(Rows from a dataset)
════════════════
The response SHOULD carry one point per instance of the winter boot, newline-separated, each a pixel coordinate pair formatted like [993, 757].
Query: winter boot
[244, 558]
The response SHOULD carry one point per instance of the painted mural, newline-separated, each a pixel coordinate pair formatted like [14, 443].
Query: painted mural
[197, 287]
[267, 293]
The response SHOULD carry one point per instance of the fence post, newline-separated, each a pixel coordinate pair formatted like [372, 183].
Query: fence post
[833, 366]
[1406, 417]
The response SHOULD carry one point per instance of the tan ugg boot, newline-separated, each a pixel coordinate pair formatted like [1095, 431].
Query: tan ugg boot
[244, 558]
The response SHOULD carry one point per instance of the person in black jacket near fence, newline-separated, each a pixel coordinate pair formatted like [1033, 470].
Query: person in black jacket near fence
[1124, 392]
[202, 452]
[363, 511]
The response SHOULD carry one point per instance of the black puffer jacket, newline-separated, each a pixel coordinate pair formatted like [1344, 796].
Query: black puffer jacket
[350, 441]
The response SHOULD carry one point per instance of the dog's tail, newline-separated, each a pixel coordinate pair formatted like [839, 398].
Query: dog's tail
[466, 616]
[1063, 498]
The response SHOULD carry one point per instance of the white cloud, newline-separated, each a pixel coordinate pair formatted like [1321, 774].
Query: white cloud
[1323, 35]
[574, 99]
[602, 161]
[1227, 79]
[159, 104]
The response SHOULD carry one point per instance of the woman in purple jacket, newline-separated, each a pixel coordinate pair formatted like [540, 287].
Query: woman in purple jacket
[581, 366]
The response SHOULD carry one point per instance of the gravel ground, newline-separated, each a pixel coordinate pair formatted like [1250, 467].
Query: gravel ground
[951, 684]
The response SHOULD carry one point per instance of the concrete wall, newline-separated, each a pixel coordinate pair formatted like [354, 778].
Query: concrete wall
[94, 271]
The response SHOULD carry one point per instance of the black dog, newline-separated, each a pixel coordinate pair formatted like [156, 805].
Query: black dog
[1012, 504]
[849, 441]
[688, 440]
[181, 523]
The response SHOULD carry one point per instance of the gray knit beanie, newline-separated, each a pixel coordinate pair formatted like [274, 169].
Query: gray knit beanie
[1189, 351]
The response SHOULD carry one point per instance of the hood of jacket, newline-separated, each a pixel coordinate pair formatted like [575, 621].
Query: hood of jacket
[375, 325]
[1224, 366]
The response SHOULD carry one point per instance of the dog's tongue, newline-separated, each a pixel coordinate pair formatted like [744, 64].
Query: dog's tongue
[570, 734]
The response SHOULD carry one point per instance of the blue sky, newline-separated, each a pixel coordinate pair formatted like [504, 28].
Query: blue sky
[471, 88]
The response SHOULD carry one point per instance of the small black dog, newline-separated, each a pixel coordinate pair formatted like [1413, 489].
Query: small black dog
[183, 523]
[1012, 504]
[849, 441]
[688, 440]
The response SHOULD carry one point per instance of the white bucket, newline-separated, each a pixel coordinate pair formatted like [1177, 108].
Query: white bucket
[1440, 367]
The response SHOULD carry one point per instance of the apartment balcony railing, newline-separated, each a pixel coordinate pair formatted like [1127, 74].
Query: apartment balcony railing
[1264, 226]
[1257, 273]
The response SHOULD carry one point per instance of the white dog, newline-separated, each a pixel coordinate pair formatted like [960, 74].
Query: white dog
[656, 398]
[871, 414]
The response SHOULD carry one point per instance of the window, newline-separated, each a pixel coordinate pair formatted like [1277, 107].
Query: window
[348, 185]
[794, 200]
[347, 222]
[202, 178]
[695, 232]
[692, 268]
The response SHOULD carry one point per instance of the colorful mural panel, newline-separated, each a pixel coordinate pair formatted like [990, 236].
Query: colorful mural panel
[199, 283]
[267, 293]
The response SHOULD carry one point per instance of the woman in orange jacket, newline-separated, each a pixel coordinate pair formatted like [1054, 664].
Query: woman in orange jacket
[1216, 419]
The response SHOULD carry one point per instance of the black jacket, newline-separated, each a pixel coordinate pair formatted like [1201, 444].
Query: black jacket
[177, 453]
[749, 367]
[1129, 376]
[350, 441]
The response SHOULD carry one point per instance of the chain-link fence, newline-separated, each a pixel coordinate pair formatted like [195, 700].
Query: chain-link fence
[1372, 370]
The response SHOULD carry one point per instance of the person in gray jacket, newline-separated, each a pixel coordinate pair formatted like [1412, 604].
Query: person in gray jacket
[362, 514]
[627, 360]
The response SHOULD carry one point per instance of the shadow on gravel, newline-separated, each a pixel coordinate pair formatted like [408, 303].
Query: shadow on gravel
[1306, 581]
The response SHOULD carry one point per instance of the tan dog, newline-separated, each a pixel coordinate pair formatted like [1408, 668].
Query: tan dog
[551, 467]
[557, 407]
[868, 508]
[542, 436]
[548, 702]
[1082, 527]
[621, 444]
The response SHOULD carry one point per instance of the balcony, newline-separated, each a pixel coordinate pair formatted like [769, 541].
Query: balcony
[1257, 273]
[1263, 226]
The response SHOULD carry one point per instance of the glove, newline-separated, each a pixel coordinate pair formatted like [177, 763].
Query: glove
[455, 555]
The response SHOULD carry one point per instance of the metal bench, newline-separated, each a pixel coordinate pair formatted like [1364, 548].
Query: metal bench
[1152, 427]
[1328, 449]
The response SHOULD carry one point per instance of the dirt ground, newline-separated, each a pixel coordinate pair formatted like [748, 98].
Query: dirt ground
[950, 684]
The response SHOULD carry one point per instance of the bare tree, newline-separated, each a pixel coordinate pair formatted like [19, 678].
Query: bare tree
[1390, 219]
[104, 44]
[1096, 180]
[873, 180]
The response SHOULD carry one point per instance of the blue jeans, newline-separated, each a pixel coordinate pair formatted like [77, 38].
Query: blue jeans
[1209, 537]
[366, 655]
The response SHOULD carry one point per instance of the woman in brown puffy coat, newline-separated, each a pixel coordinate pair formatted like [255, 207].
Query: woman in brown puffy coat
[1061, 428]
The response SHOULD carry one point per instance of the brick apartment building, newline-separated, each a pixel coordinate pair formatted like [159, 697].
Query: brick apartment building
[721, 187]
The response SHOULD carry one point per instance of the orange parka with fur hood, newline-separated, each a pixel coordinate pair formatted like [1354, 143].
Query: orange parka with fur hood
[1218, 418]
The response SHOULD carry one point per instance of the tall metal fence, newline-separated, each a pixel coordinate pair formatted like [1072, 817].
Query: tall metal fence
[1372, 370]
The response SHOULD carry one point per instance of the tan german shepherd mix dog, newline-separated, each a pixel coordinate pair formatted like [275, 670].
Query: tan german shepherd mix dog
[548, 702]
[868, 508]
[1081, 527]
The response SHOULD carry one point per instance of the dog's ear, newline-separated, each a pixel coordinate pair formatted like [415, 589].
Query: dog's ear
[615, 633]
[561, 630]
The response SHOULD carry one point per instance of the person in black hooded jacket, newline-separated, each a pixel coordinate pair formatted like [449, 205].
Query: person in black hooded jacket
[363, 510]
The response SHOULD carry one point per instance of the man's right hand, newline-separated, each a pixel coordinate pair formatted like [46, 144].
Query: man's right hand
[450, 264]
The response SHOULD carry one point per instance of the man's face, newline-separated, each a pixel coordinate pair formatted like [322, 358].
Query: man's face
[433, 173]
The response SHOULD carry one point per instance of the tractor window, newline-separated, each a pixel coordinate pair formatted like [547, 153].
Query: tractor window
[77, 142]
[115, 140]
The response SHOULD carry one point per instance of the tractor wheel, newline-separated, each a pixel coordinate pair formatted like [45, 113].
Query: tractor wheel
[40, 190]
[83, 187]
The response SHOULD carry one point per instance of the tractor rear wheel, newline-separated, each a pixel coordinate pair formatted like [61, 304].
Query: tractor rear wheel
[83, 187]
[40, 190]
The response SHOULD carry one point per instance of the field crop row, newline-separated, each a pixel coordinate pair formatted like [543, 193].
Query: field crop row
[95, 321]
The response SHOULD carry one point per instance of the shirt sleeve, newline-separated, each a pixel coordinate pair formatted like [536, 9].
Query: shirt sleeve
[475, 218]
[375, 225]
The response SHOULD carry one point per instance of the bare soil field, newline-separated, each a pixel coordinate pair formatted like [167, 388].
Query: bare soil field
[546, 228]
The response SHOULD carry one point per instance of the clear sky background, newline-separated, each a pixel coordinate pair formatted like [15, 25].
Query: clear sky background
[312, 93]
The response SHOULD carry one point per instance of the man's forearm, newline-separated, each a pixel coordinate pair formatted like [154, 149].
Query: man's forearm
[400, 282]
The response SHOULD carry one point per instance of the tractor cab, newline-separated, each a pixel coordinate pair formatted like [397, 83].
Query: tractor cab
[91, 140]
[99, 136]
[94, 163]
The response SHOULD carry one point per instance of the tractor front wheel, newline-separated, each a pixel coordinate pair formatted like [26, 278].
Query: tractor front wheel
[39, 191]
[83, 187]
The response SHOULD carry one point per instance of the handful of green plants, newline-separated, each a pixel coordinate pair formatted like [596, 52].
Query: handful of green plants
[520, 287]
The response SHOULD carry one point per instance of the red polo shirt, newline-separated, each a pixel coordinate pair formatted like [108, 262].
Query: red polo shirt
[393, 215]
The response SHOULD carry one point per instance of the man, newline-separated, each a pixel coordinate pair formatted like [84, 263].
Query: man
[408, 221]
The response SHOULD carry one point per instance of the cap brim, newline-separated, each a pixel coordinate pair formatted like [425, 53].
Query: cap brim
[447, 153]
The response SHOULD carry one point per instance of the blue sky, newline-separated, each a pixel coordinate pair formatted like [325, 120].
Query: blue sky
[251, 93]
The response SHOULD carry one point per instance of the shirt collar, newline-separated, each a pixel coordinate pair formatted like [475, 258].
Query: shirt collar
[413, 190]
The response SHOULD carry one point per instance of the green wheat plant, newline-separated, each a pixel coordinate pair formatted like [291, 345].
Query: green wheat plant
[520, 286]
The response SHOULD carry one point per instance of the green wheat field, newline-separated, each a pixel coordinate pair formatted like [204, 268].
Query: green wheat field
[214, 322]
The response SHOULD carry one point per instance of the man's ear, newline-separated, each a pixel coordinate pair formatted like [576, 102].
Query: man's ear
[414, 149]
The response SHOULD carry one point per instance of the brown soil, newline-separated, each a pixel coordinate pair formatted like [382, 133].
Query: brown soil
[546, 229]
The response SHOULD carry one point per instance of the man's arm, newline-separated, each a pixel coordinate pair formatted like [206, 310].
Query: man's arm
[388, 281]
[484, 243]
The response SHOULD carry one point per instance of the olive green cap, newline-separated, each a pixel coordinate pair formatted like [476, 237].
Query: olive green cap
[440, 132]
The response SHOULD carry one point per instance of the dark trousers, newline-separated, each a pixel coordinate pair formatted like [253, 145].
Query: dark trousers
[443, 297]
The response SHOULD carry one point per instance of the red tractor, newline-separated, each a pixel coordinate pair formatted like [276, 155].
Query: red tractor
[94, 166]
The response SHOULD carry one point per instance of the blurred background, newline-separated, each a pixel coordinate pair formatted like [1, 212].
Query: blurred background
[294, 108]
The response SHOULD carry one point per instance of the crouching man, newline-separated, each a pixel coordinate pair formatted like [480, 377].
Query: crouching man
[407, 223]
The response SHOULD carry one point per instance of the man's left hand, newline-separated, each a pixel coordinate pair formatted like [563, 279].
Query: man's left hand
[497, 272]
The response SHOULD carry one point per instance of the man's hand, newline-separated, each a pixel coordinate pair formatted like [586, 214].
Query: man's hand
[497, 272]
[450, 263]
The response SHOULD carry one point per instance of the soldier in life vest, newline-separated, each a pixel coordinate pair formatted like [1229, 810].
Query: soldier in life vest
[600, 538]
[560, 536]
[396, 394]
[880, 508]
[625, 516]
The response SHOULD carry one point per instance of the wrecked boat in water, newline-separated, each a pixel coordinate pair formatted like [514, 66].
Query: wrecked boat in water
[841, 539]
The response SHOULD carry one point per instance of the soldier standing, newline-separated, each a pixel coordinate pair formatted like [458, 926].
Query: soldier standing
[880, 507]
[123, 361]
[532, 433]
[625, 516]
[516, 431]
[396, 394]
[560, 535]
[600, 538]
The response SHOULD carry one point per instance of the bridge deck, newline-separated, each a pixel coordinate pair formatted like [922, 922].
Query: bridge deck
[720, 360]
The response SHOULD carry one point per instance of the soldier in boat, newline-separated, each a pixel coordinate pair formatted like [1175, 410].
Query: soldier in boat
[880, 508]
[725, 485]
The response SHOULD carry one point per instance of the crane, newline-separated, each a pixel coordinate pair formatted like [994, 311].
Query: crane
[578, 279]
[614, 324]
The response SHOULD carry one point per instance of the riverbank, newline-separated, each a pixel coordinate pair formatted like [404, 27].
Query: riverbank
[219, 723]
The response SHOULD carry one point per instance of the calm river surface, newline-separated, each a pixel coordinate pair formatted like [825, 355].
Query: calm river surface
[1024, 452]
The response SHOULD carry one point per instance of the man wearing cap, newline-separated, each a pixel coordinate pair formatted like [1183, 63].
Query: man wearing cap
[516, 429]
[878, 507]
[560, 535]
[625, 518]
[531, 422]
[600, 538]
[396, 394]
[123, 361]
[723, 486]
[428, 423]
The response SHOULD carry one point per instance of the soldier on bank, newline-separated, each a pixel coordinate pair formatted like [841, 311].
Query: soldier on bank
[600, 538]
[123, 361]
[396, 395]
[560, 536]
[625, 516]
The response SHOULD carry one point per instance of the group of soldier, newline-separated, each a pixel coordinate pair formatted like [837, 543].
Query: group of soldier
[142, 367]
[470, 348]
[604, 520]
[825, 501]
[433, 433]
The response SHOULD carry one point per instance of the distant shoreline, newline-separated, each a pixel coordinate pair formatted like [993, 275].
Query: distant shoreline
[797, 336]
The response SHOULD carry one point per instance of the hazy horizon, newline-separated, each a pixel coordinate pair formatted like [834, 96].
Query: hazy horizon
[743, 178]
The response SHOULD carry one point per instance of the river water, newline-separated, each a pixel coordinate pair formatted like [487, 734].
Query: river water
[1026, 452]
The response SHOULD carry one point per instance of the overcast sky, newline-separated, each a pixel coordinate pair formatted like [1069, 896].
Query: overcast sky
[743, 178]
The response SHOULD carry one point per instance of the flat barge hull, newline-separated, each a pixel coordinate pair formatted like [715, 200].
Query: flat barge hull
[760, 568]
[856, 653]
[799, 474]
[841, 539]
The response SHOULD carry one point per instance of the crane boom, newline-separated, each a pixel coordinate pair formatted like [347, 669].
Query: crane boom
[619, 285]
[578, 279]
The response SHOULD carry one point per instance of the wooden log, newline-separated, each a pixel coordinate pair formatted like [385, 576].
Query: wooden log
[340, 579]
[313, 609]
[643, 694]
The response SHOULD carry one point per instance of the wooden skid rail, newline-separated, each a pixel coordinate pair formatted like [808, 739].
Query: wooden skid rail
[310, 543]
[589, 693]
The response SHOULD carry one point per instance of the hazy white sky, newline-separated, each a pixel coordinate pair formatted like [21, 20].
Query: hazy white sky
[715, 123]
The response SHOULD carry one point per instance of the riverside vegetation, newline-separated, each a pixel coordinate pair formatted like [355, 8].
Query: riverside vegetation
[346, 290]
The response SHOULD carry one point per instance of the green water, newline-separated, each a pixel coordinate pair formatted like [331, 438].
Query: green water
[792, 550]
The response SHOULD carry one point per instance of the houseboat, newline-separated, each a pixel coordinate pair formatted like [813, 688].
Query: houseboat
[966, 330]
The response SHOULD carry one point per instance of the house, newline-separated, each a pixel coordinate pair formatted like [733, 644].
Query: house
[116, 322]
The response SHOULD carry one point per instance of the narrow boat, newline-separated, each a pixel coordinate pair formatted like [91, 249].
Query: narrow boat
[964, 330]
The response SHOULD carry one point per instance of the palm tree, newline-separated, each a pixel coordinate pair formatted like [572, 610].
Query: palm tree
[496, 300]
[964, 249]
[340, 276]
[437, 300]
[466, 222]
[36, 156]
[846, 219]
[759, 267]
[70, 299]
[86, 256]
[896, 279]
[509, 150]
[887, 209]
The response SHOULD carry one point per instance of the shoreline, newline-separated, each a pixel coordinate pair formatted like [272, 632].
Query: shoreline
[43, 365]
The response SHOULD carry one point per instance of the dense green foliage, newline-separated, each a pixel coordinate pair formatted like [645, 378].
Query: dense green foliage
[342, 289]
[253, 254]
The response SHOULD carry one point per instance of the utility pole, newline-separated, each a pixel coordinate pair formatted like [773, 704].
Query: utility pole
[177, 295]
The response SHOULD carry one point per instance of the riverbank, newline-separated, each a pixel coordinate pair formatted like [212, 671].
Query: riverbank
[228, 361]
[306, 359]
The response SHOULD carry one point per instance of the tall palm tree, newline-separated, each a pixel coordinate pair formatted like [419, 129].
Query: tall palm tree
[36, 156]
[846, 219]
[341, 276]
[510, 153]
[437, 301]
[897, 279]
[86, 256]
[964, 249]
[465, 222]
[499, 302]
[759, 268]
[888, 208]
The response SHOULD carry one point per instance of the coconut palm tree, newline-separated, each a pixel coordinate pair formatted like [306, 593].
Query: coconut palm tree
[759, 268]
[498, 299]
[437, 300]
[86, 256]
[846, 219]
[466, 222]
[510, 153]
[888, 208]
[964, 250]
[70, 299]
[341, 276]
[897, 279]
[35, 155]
════════════════
◆ AIM OF THE EXERCISE ◆
In the listing above, find the line containing "The response SHOULD carry one point per instance of the palm" and please quote exactly that line through the last one, and no other lines.

◆ RESPONSE TO THE TASK ◆
The response SHOULD carry one point per instance of the palm tree, newline-separated, each a pixel coordinate pair formatted like [572, 610].
Query: palm tree
[496, 300]
[964, 249]
[340, 276]
[437, 300]
[466, 222]
[36, 156]
[846, 219]
[759, 267]
[70, 299]
[86, 256]
[896, 279]
[509, 150]
[887, 209]
The response SHOULD carry one point per instance of the shoreline, newline-separated, each a pixel coordinate pair formatted like [272, 632].
Query: shoreline
[43, 365]
The response SHOULD carry one point per instance of the dense green foliage, newline-separated, each a pixel coordinate pair formatted like [645, 378].
Query: dense green foliage
[342, 289]
[253, 254]
The response SHOULD carry one point per instance of the utility pole, newline-separated, each a pixel coordinate pair formatted like [773, 704].
Query: utility pole
[177, 295]
The response SHOULD carry one point per instance of the riverbank, newline-separated, each a pixel coordinate pair formatted like [212, 671].
Query: riverbank
[228, 361]
[306, 359]
The response SHOULD carry one point per instance of the tall palm tree, newline-separated, each a pixel coordinate pair formatted like [419, 129].
Query: tall palm tree
[36, 156]
[846, 219]
[341, 276]
[510, 153]
[437, 301]
[897, 279]
[86, 256]
[964, 249]
[465, 222]
[499, 302]
[759, 268]
[888, 208]
The response SHOULD carry one point per instance of the coconut palm tree, newline-separated, each a pixel coordinate pair formatted like [306, 593].
Query: coconut palm tree
[759, 268]
[498, 299]
[437, 300]
[86, 256]
[846, 219]
[466, 222]
[510, 153]
[888, 208]
[964, 250]
[70, 299]
[341, 276]
[897, 279]
[35, 155]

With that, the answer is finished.